--- Rows ---

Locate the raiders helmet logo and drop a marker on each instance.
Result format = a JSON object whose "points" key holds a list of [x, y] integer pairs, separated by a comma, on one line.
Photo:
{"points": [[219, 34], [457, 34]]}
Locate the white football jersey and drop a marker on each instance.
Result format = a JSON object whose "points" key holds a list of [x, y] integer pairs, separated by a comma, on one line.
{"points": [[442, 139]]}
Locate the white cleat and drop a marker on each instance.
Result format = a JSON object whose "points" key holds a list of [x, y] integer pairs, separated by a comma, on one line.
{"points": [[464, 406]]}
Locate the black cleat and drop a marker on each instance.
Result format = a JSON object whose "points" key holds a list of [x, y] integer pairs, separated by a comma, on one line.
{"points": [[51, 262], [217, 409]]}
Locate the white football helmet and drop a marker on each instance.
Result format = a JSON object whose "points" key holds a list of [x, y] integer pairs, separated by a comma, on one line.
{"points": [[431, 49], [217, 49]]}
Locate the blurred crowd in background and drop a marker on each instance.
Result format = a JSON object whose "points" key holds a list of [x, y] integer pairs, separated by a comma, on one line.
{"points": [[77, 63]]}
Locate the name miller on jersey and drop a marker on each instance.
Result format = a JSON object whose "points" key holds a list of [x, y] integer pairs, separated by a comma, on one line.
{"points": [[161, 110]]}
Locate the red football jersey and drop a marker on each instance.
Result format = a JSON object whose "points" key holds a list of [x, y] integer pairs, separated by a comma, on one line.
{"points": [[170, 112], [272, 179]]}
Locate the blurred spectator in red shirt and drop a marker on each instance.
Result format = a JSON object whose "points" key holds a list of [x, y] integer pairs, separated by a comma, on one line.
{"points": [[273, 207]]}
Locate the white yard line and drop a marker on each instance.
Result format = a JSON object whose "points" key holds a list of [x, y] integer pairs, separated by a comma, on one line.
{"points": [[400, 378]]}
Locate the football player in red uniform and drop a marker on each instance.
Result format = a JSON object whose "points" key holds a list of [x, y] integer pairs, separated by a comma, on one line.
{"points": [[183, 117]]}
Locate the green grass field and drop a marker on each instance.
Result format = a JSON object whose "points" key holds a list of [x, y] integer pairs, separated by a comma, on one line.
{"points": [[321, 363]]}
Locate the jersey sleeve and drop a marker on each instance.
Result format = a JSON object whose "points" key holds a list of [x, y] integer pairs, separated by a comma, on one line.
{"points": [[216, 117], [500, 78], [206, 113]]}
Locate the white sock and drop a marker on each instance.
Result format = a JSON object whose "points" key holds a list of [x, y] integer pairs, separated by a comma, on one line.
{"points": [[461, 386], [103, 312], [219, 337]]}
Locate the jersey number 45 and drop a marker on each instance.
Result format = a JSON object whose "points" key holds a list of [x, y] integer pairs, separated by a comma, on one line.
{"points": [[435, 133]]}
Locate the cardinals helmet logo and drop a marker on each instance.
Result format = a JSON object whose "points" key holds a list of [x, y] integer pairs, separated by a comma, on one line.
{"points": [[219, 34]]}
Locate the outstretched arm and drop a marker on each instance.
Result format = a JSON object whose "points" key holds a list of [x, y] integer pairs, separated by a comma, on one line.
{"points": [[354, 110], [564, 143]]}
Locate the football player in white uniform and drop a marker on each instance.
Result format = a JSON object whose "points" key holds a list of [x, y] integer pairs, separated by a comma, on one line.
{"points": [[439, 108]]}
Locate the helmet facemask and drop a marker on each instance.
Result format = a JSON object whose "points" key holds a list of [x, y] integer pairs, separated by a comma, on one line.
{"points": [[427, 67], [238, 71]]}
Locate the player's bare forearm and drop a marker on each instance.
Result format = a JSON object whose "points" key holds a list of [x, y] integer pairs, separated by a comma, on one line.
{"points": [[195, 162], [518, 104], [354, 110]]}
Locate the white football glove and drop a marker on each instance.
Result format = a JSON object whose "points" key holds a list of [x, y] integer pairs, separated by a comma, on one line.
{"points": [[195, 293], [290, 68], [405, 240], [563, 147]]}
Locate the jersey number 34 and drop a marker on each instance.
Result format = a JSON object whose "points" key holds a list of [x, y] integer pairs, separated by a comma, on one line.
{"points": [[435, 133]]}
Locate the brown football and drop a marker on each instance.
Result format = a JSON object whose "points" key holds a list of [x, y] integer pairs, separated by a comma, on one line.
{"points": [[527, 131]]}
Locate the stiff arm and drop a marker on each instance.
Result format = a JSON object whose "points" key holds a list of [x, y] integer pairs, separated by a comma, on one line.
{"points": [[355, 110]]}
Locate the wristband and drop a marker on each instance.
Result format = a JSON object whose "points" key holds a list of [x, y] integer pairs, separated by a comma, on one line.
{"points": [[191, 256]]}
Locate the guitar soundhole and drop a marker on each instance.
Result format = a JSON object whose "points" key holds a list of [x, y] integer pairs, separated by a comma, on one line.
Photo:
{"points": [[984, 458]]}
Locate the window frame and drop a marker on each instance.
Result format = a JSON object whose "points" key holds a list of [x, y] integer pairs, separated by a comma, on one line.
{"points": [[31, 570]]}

---

All of the lines above need to be given again exactly.

Locate the raiders helmet logo and drop a marker on each instance.
Result format = a JSON object whose "points" key holds a list of [x, y] integer pairs, separated by a comma, on one line.
Photo:
{"points": [[219, 34], [457, 34]]}
Locate the white football jersey and drop a marker on each instance.
Result format = a JSON object whose "points" key holds a list of [x, y] integer pairs, separated by a comma, on one line.
{"points": [[442, 139]]}
Locate the white cleat and drop a marker on each instance.
Result format = a JSON object whose "points" key holds a list of [x, y] integer pairs, separated by a comma, on one line.
{"points": [[464, 406]]}
Locate the black cleat and drop a marker on each instance.
Result format = a JSON object whose "points" key holds a list of [x, y] integer pairs, separated by a comma, on one line.
{"points": [[51, 262], [217, 409]]}
Locate the white football helmet and drop a marker on each instance.
Result format = a JSON object whose "points" key holds a list of [x, y] integer pairs, separated by a comma, on one line.
{"points": [[431, 49], [217, 49]]}
Locate the blurred crowd in background and drop a marker on each instance.
Result format = a JSON object whose "points" key holds a list of [x, y] integer pairs, separated by a comma, on one line.
{"points": [[77, 63]]}
Locate the name miller on jersey and drop a marker on each instance.
Result format = a JSON object whose "points" key holds a list of [x, y] integer pairs, separated by a comma, on one line.
{"points": [[161, 110]]}
Locate the red football jersey and drop a marker on each instance.
Result format = a JSON object whose "points" key holds a list of [x, y] integer pairs, separated by a comma, on one line.
{"points": [[170, 112], [272, 179]]}
Locate the blurred spectator in red shirt and drop a marker on each instance.
Result format = a JSON object whose "points" key holds a list of [x, y] integer pairs, separated by a comma, on one line.
{"points": [[273, 207]]}
Locate the white yard line and drop a marker on each instance.
Result format = a JSON object whose "points" key holds a list of [x, y] integer pairs, separated by a comma, on one line.
{"points": [[400, 378]]}
Locate the football player in red uniform and drop a marker on each instance.
Result format = a JSON object whose "points" key holds a list of [x, y] integer pairs, separated by a comma, on one line.
{"points": [[183, 117]]}
Locate the green grass field and drop a marker on each instance.
Result format = a JSON object whose "points" key holds a list of [x, y] integer pairs, separated by a comma, on one line.
{"points": [[321, 363]]}
Locate the jersey sleeve and drop a marker on each instance.
Result format = a JSON object whose "points" key holds a list of [x, y] integer pairs, separated by a comma, on one line.
{"points": [[216, 117], [500, 78], [206, 113]]}
Locate the white sock and drop a marker on each instance.
Result format = a JSON object whose "points" key holds a list of [x, y] integer pairs, separated by a comma, on one line.
{"points": [[461, 386], [103, 312], [219, 337]]}
Locate the jersey number 45 and drop a marker on each instance.
Result format = a JSON object whose "points" key holds a list of [x, y] integer pairs, separated by a comma, on one line.
{"points": [[435, 133]]}
Locate the cardinals helmet logo and drop a marker on each instance.
Result format = a JSON object whose "points" key holds a list of [x, y] integer pairs, separated by a comma, on one line.
{"points": [[219, 34]]}
Locate the outstretched arm and drop a marker on each instance.
Result format = a JSON object whose "points" key holds a list of [x, y] integer pairs, separated by a comma, on one line.
{"points": [[354, 110], [564, 143]]}
Locate the football player in white uniform and drop a marker on each instance.
Result format = a JSON object whose "points" key holds a list of [x, y] integer pairs, separated by a comma, on one line.
{"points": [[439, 108]]}
Locate the helmet facemask and drop a marker on each instance.
Result format = a JSON object whose "points" key holds a list of [x, y] integer pairs, separated by a comma, on one line.
{"points": [[427, 67], [238, 71]]}
Locate the player's bare forearm and drop a marker on each instance.
Result format = a JSON object whose "points" key holds a list of [x, y] integer pairs, separated by a comma, on one line.
{"points": [[195, 162], [518, 104], [354, 110]]}
Locate the white football glove and drop a marker on each instance.
Result format = a JSON object whose "points" key holds a list of [x, y] integer pairs, separated by a comma, on one line.
{"points": [[195, 293], [290, 68], [405, 240], [563, 147]]}
Locate the jersey number 34 and drop a marker on each instance.
Result format = a JSON object whose "points" key holds a list of [x, y] integer pairs, separated by a comma, on one line.
{"points": [[435, 133]]}
Locate the brown football and drop a marker on each instance.
Result format = a JSON object whose "points" key holds a list of [x, y] integer pairs, separated by a comma, on one line.
{"points": [[527, 131]]}
Locate the stiff arm and drop a marker on each instance.
Result format = a JSON object whose "points" key holds a list of [x, y] integer pairs, separated by a comma, on one line.
{"points": [[355, 110]]}
Locate the wristband and drop a marker on each instance.
Result format = a JSON object whose "points" key holds a list of [x, y] integer pairs, separated by a comma, on one line.
{"points": [[191, 256]]}
Locate the guitar soundhole and drop a marker on each instance.
Result format = a JSON object whose "points" key holds a list of [x, y] integer pairs, separated by a comma, on one line.
Photo:
{"points": [[984, 458]]}
Locate the window frame and drop a marker on each instance.
Result format = a JSON object whose "points" key holds a list of [x, y] integer pairs, separated by a comma, on one line.
{"points": [[31, 570]]}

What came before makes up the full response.